Donnie Tillman - In this week's pet check we're talking with Doctor Sherry Siragusa of the Peoria County Veterinary Association about feline diabetes. How are you doing today?
Dr. Sherry Siragusa - I'm doing great.
Donnie Tillman - What exactly is diabetes and how does it affect cats?
Dr. Siragusa - Diabetes is actually the inability to produce any insulin at all, or limited quantities. There's two types. There's type one diabetes, which is you are insulin dependent which includes virtually all the dogs. And then there's type two diabetes which is your non insulin dependent diabetes which includes most of the kitties. Now don't let that mistake you that your cats don't need insulin. The cats still need insulin and stuff, but down the road there are some lucky cats that can actually get off their insulin altogether.
Donnie Tillman - So how is this diagnosed?
Dr. Siragusa - We typically diagnose feline diabetes through blood work. We would do a full chemistry c-b-c, urinalysis, specifically looking to see if there's any glucose in the urine and elevated blood sugar.
Donnie Tillman - If you are the owner what are some signs you should look for at home?
Dr. Siragusa - At home, you're going to actually see the pet will have a ravenous appetite. The pet will be really hungry. They'll also be urinating a lot, which means flooding the litter box. It gets really full. They also have increased thirst, which means some of the kitties will sit by the water bowl. They can become anorexic if left untreated. They can also end up losing alot of weight. They can end up in a coma or dead if you don't get them in.
Donnie Tillman - As far as treatments, there's obviously insulin, but how do you treat a cat when it's first diagnosed with diabetes?
Dr. Siragusa - If you diagnose it early, that's best, and we end up definitely doing insulin therapy which is twice a day insulin injections roughly twelve hours apart. Then, we will also do dietary modification. That is probably the most important thing. The main thing is the diet, getting them on the correct diet and doing the early insulin injections. There's a chance that, down the road, some of those cats can actually stop their insulin injections, but you want to make sure they continue on with the diet.

• • •

## Task details
Reproduce word for word the stretch of the feline diabetes interview from "Donnie Tillman - In" through "it affect cats?".

## Items from a dataset
• • •

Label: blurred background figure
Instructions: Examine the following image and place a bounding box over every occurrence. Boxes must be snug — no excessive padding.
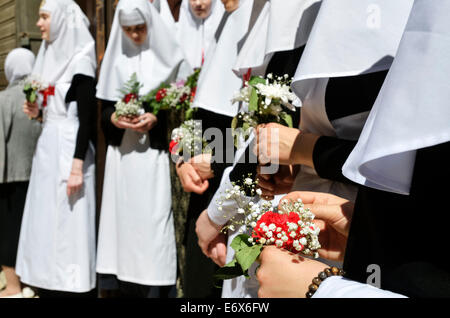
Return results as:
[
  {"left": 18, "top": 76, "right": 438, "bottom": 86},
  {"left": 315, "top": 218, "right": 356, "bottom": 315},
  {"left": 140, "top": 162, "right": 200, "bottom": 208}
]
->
[{"left": 0, "top": 48, "right": 41, "bottom": 298}]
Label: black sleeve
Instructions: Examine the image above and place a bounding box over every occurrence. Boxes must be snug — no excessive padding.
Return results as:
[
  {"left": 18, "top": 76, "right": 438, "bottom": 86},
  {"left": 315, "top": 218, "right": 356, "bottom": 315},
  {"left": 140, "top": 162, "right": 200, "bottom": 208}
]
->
[
  {"left": 149, "top": 111, "right": 169, "bottom": 151},
  {"left": 100, "top": 100, "right": 125, "bottom": 146},
  {"left": 313, "top": 136, "right": 357, "bottom": 183},
  {"left": 194, "top": 108, "right": 235, "bottom": 179},
  {"left": 230, "top": 141, "right": 258, "bottom": 183},
  {"left": 66, "top": 74, "right": 97, "bottom": 160}
]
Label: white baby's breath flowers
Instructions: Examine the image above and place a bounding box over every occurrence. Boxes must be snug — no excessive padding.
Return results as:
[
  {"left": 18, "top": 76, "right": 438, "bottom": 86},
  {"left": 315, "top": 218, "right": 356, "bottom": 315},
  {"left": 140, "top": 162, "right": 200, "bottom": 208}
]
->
[{"left": 115, "top": 98, "right": 145, "bottom": 117}]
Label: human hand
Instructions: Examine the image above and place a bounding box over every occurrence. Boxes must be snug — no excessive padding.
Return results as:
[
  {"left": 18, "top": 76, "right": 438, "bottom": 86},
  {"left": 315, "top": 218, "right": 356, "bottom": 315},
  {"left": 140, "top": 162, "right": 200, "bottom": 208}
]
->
[
  {"left": 188, "top": 154, "right": 214, "bottom": 180},
  {"left": 256, "top": 246, "right": 328, "bottom": 298},
  {"left": 176, "top": 161, "right": 209, "bottom": 194},
  {"left": 132, "top": 113, "right": 158, "bottom": 134},
  {"left": 111, "top": 112, "right": 137, "bottom": 129},
  {"left": 195, "top": 210, "right": 222, "bottom": 257},
  {"left": 67, "top": 159, "right": 83, "bottom": 197},
  {"left": 280, "top": 192, "right": 354, "bottom": 261},
  {"left": 22, "top": 101, "right": 39, "bottom": 118},
  {"left": 257, "top": 166, "right": 299, "bottom": 201},
  {"left": 253, "top": 123, "right": 301, "bottom": 165},
  {"left": 208, "top": 233, "right": 227, "bottom": 267}
]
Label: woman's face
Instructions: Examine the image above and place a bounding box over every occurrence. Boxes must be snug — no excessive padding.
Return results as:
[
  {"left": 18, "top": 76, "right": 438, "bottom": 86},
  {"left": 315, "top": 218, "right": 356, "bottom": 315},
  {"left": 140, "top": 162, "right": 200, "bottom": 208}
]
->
[
  {"left": 189, "top": 0, "right": 211, "bottom": 19},
  {"left": 122, "top": 23, "right": 147, "bottom": 45},
  {"left": 222, "top": 0, "right": 239, "bottom": 12},
  {"left": 36, "top": 11, "right": 50, "bottom": 41}
]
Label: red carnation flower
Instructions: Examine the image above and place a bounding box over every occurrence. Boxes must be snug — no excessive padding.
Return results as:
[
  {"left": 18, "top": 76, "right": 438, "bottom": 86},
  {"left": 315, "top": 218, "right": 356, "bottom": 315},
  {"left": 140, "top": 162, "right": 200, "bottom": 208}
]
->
[
  {"left": 191, "top": 86, "right": 197, "bottom": 103},
  {"left": 123, "top": 93, "right": 138, "bottom": 104},
  {"left": 155, "top": 88, "right": 167, "bottom": 103},
  {"left": 169, "top": 140, "right": 178, "bottom": 155},
  {"left": 252, "top": 212, "right": 312, "bottom": 253},
  {"left": 180, "top": 94, "right": 187, "bottom": 103}
]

• • •

## Exercise answer
Donnie Tillman - In this week's pet check we're talking with Doctor Sherry Siragusa of the Peoria County Veterinary Association about feline diabetes. How are you doing today?
Dr. Sherry Siragusa - I'm doing great.
Donnie Tillman - What exactly is diabetes and how does it affect cats?